Исходный текст:
---

Свобода на штыках
(Первые пару страниц посвящены дебатам в Конвенте относительно как реагировать на военные угрозы извне. Можно сказать что революционная Франция в 1792 находилась в том же положении что Израиль в 1967. Надо превентивно ударить, иначе нас растопчут. И ударили, весьма успешно и на нескольких фронтах сразу).
В 1750-ые и 1760-ые годы, когда дядя Александра Дюма, Луи де ла Пайетри, служил офицером в артиллерии, французские вооруженные силы находились в плачевном состоянии. Один командир записал в своем дневнике: «Я командую бандой воров и убийц, которым место на тюремных нарах, которые готовы дезертировать при первом же выстреле и бунтовать… У короля худшая пехота в Европе и нет никакой возможности внушить этому сброду понятие о дисциплине».

---

Данные:
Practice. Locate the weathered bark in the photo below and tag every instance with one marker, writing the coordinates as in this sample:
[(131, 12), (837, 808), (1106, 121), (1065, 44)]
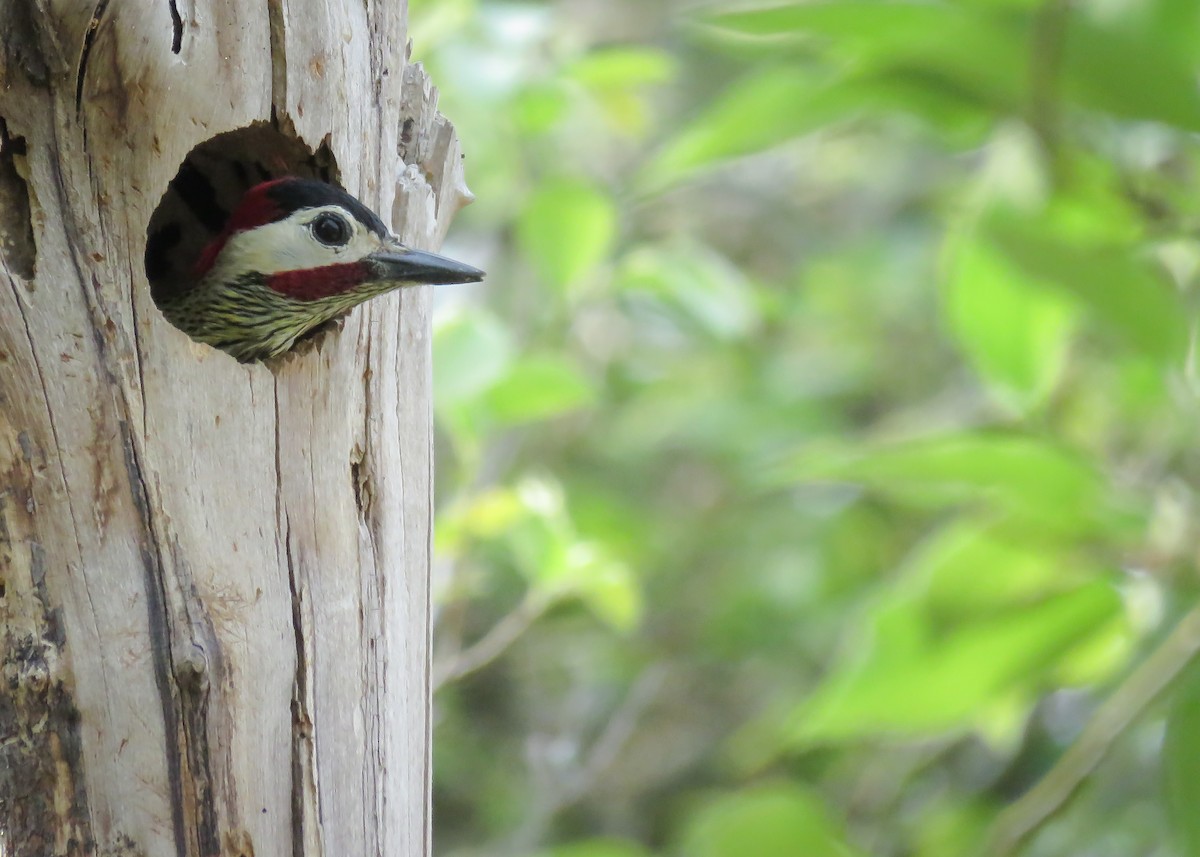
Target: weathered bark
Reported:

---

Задания:
a) Выведите из текста «Свобода на штыках» отрывок от слов «Свобода на штыках» до слов «нескольких фронтах сразу).» включительно.
b) Объясните по тексту «Свобода на штыках», почему революционной Франции в 1792 году нужно было нанести превентивный удар.
Перечень здесь никак не используется.

Ответы ниже:
a)
Свобода на штыках
(Первые пару страниц посвящены дебатам в Конвенте относительно как реагировать на военные угрозы извне. Можно сказать что революционная Франция в 1792 находилась в том же положении что Израиль в 1967. Надо превентивно ударить, иначе нас растопчут. И ударили, весьма успешно и на нескольких фронтах сразу).

b) Франция столкнулась с военными угрозами извне, и если бы она не ударила первой, её бы растоптали.